__WHAT TO PRODUCE__: Could you transcribe every record below exactly as written, leaving out any pictures?

__RECORD EXTRACTS__:

[Begin]

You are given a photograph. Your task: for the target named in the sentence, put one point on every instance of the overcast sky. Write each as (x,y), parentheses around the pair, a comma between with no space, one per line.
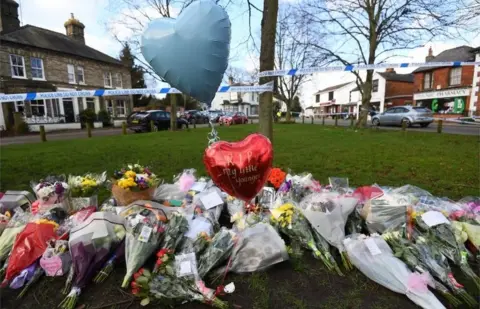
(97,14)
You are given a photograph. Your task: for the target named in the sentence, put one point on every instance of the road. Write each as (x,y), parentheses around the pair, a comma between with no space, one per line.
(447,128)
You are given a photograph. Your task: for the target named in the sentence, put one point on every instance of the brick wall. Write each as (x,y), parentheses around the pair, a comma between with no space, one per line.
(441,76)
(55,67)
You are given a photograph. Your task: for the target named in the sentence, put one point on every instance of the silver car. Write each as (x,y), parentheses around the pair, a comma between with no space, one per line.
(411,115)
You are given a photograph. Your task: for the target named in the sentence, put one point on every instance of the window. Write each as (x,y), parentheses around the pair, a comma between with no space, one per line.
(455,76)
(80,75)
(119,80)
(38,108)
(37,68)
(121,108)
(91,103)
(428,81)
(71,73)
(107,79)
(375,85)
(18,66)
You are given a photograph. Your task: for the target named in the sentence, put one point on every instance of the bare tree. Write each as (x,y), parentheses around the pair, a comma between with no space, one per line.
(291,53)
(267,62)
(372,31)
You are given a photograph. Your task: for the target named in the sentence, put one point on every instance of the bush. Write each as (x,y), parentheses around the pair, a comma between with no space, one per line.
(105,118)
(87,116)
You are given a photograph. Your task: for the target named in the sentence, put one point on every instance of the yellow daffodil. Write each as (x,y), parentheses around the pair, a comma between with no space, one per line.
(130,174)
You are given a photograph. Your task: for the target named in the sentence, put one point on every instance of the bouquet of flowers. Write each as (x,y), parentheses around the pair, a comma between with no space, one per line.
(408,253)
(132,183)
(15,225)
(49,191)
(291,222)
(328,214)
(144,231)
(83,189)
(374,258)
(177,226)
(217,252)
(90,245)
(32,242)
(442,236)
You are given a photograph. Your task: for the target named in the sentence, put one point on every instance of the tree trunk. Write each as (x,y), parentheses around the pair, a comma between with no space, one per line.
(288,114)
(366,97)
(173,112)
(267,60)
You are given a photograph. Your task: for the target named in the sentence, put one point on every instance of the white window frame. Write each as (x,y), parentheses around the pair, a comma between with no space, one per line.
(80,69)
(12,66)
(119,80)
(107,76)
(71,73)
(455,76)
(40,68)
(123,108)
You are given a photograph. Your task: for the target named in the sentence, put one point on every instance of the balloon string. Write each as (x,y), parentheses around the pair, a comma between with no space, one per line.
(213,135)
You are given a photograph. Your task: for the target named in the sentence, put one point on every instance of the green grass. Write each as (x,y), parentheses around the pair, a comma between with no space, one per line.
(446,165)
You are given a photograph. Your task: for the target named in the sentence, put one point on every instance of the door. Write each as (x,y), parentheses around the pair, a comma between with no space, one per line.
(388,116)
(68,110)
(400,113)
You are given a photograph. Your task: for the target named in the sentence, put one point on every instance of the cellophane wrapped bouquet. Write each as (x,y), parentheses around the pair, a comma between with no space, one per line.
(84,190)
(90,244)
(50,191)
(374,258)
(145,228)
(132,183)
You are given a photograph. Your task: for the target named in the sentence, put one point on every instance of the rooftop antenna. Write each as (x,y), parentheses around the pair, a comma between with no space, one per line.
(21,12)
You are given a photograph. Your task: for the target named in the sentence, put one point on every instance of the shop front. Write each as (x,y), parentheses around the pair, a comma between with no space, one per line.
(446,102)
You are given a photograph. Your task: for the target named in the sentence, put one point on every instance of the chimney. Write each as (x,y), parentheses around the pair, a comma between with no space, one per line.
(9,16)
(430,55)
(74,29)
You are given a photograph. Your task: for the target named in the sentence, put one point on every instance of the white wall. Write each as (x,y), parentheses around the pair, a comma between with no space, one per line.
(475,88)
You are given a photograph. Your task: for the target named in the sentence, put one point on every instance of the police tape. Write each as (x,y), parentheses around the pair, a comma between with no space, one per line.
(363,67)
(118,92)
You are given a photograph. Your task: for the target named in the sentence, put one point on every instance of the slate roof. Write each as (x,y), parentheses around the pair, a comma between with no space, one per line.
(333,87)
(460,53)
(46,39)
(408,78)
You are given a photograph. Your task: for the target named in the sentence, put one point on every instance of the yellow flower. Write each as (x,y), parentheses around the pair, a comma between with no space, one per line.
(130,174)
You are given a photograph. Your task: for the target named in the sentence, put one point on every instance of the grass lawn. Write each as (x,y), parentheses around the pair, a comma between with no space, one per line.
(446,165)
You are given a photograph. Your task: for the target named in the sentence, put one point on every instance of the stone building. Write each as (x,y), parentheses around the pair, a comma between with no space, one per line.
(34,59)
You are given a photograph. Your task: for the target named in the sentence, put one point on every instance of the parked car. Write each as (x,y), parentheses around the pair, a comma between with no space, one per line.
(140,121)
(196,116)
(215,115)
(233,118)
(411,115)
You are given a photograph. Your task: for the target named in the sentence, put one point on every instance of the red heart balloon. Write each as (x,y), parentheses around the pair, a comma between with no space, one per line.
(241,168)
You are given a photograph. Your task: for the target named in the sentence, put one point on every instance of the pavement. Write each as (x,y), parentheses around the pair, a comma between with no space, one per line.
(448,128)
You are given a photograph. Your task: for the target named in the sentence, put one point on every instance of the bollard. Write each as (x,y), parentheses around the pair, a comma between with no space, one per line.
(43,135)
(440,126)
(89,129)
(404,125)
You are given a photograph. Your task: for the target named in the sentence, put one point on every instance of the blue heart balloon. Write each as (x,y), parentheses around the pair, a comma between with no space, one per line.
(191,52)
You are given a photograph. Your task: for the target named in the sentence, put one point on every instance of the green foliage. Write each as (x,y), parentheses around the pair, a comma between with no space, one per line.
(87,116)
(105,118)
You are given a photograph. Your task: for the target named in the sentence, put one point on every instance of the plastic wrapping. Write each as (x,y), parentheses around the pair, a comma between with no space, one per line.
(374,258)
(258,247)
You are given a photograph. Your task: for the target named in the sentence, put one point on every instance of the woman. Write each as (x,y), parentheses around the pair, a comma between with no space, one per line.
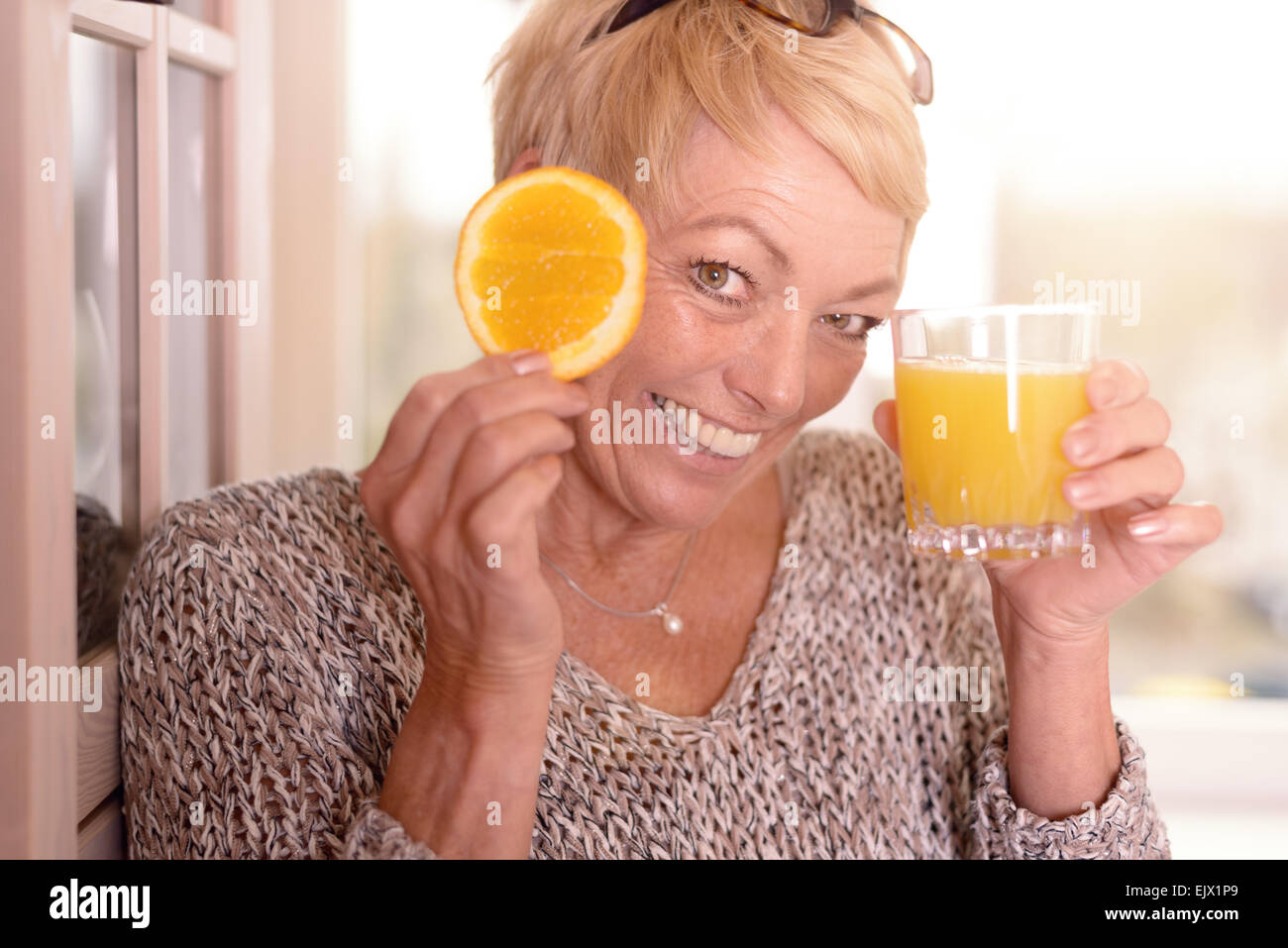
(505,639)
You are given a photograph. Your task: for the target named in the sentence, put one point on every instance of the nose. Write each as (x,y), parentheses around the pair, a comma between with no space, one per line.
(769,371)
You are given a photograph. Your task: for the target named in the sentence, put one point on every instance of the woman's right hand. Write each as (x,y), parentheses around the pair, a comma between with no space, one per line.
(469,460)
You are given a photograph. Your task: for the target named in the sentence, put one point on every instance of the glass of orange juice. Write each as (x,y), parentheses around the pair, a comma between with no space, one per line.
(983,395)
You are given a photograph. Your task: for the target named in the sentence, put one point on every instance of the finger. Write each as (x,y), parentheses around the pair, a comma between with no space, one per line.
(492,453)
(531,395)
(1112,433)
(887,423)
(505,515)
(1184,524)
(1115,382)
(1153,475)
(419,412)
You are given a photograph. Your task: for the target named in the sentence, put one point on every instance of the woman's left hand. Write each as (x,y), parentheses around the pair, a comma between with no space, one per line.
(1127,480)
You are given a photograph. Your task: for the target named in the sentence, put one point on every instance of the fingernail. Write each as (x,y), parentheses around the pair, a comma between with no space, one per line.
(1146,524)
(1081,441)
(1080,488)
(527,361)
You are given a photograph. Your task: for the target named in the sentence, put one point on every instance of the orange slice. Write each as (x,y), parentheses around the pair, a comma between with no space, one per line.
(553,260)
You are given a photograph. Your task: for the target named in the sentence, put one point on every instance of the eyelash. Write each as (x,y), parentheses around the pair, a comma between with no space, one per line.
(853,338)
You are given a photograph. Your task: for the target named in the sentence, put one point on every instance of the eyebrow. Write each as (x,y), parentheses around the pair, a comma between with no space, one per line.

[End]

__EXPECTED ANSWER__:
You are given a photograph. Your task: for the target named in the sentence, put one point on every instance of the overcast sky. Write each as (x,y), parentheses around the pair, a comma between with no space, one per line.
(97,14)
You are given a photograph. Your task: for the target named in the sentence, put one point on every instance of the road. Write each as (x,y), parentheses around the pair, a comma between with no space, one per line.
(447,128)
You are given a photograph. Your task: for the target named in the sentence, put one point on every instance of the brick wall. Write each as (x,y), parentheses around the pair, a comma between with no space, one per line.
(441,76)
(55,67)
You are given a photograph. Your task: for the target named in the sentence, put one point on every instance of the silver car. Write each as (x,y), parentheses around the pair, a comma between with no space, one per line.
(411,115)
You are given a photograph. Your task: for the target named in the sentence, put one point on every instance of the window. Write each as (x,y), parentheses around the pair, a comma between with no space, one per line.
(455,76)
(80,75)
(119,80)
(38,108)
(37,68)
(121,108)
(91,103)
(428,81)
(71,73)
(107,79)
(375,85)
(18,66)
You are given a photograph. Your task: for the target named in the sentence, put one point on every instance of the bare tree. Write each as (x,y), parentheses around the pair, a comma between with no space, one per line.
(291,53)
(267,62)
(372,31)
You are given a photograph. Your task: for the target named in the sentence, put one point on every instance of the bush. Write each as (x,y), parentheses around the pair, a comma between with no space, one per line.
(105,118)
(87,116)
You are given a photograph. Your task: for the target named in the sentence, put one point on every instance of the yellow daffodil. Write each as (x,y), parentheses around the pair, a comma between with no space, one per line.
(130,174)
You are given a photograph. Your task: for the target named in the sentence, put one point on every instance of the bouquet of flowers. Write each as (x,y), parentheses around the pair, a comma between with no space, one per line.
(408,253)
(132,183)
(15,225)
(49,191)
(291,222)
(328,214)
(144,231)
(83,189)
(374,258)
(177,226)
(217,252)
(90,245)
(32,242)
(442,236)
You are given a photograph. Your task: for the target named in the sentence, put one point on every instance of the tree trunk. Write each as (x,y), parentheses around the pair, a comma between with no space, one per line.
(288,114)
(366,97)
(173,112)
(267,60)
You are given a photograph. Your task: for the target named in the sentence, put one point on every instance of the white window frame. Write each as (x,y), parentheses around the pair, a comma between with no space, one per line.
(80,69)
(12,66)
(119,80)
(107,76)
(71,73)
(455,76)
(40,68)
(123,108)
You are given a photograph. Your task: for the target named in the sentence, put one point on every instance of the balloon string. Write each as (x,y), parentheses around the pair, a comma between with no space, one per line.
(213,135)
You are given a photograph. Your task: for the target named in the sentence, put one point on every instance of the green grass. Write each as (x,y), parentheses around the pair, a comma between with no space, one per line.
(446,165)
You are given a photograph. Your task: for the target named in the sentence, put one point on every instance of the door. Write each as (x,y), parentheses around the pair, a comma between with no space, one per line.
(388,116)
(68,110)
(400,113)
You are given a photograph. Your task: for the target named in the sentence, put one point on every instance of the cellophane wrapped bouquet. Write each as (x,y), parentheses around the pair, a comma between with no space, one per line.
(84,190)
(90,244)
(50,191)
(374,258)
(145,228)
(132,183)
You are given a photograph. Your task: for the target named in the sentence, put one point on every instance of the rooftop antenna. Write each as (x,y), parentheses around the pair, a comma between with no space, one per line.
(21,12)
You are given a photograph. Your task: for the target named in the sentence, put one point on every instance of the shop front. Write each as (x,y), parentheses around the pair, a comma between with no space, one per line.
(446,102)
You are given a photograph. Your task: for the target named in the sentence, put one point on every instance of the chimney. Write each as (x,y), parentheses around the pair, a comma between with no space, one per line.
(9,16)
(430,55)
(74,29)
You are given a photograph. Your task: for the target named in the sentence, put one point on every instance of the white wall. Write each as (x,y), parentheses around the pair, a comma between with no space, one per line.
(475,88)
You are given a photograph. Your task: for the target named in the sentence, put one point on every instance of the police tape. Write each as (x,y), parentheses around the pair, a comma between with no space, one per line.
(363,67)
(118,92)
You are given a photograph. Your task: for the target named in the sentence, put one point on every instance of the slate roof. Write each as (x,y), parentheses around the pair, a comma between with no space, one per line.
(333,87)
(460,53)
(46,39)
(408,78)
You are given a photograph. Your task: for the target named in the sentence, put one point on every instance of the yellow flower. Write each as (x,y), parentheses around the pair, a comma between with no space, one per line.
(130,174)
You are given a photograph. Your task: for the target named in the sentence, put one point on every instance of the grass lawn. Write each as (x,y), parentheses around the pair, a comma between with no space, one per line.
(446,165)
You are given a photograph. Your task: for the target named in the sentence, put one point on every instance of the stone building. Write each as (x,y), parentheses around the pair, a comma between with no space, one per line.
(34,59)
You are given a photograph. Your task: for the target named in the sentence, put one point on every instance of the parked car. Write each as (x,y), parentheses around the pair, a comma between with no space, one per line.
(140,121)
(196,116)
(215,115)
(233,118)
(411,115)
You are given a photograph. Your task: for the target named in the sentence, put one point on every instance of the red heart balloon. Write each as (x,y), parentheses around the pair, a comma between with no space, one per line.
(241,168)
You are given a photograph. Your task: for the target named in the sentence, put one point on every instance of the pavement. Write each as (x,y), parentheses around the pair, a comma between with no space, one per line.
(448,128)
You are given a photograph. Your task: for the target named in the sentence, put one point on every instance of the bollard. Write each as (x,y), parentheses around the pair, a comma between with no space, one per line.
(43,135)
(440,126)
(89,129)
(404,125)
You are given a photograph. Your task: for the target named in the sentence, put one point on every instance of the blue heart balloon. Write each as (x,y), parentheses around the pair, a comma between with no space, one per line.
(191,52)
You are given a photograph. Your task: for the target named in the sentence, put one point on every instance of the green foliage. Write each as (x,y), parentheses around the pair, a comma between with no space, one per line.
(87,116)
(105,118)
You are given a photograph. Your task: for the target named in the sentence, put one point on every instance of the plastic wrapping. Write each as (x,y), parentheses around the pair, a comma between with no space, one per line.
(374,258)
(258,247)
You are given a photograph. Your task: for the target named in the sentence, put one point on every instance of the woman. Write each as (x,y), parentheses around the pair, a comma between with no space, one per line.
(505,639)
You are given a photograph. Your task: for the target named in the sentence, put one point on every instance of the nose. Write each as (x,y), parentheses around the pair, a comma between with no space, one per line.
(769,371)
You are given a photograph. Your task: for the target named in the sentence, put one point on every instance of the woman's right hand. Write each as (x,y), parentheses around the pair, a comma between with no space, one per line.
(469,460)
You are given a photograph. Your task: for the target named in the sentence, put one point on every instance of the glass of orange juice. Write each as (x,y), parentheses around the pair, a comma between with no space, one per line.
(983,395)
You are given a photograph. Your task: for the target named in the sentence, put one point on every instance of the finger. Write each as (x,y), parentheses around the pair, a comma between with no space, one per line.
(492,453)
(531,395)
(1112,433)
(887,423)
(505,515)
(1184,524)
(1115,382)
(1153,475)
(419,412)
You are given a photograph. Your task: for the target named in the sentence, put one point on every instance of the woman's left hand. Write each as (x,y), parentheses around the pair, a comma between with no space, one per line.
(1127,480)
You are given a photograph. Your task: for the target named in the sentence, put one point on every instance of the fingernail. Write each as (x,y), parentheses around the pair, a comma between with no space, one per line.
(1146,524)
(1081,441)
(1080,488)
(527,361)
You are given a photograph. Your task: for the target named in the sentence, put one point on every instance of the orange slice. Write each as (x,y), parentheses around the pair, a comma between with no space, one per line.
(553,260)
You are given a photograph. Your task: for the target named in the sentence, put one point on every instance of the eyelash. Write each as (x,y), parentheses around the pair, a comma between with no space, one per line.
(853,338)
You are given a photograph. Your task: for the target named in the sentence, put one point on every instance of the eyebrow. Write each as (x,y), parentheses around the pair, a comma between with no space, one per line.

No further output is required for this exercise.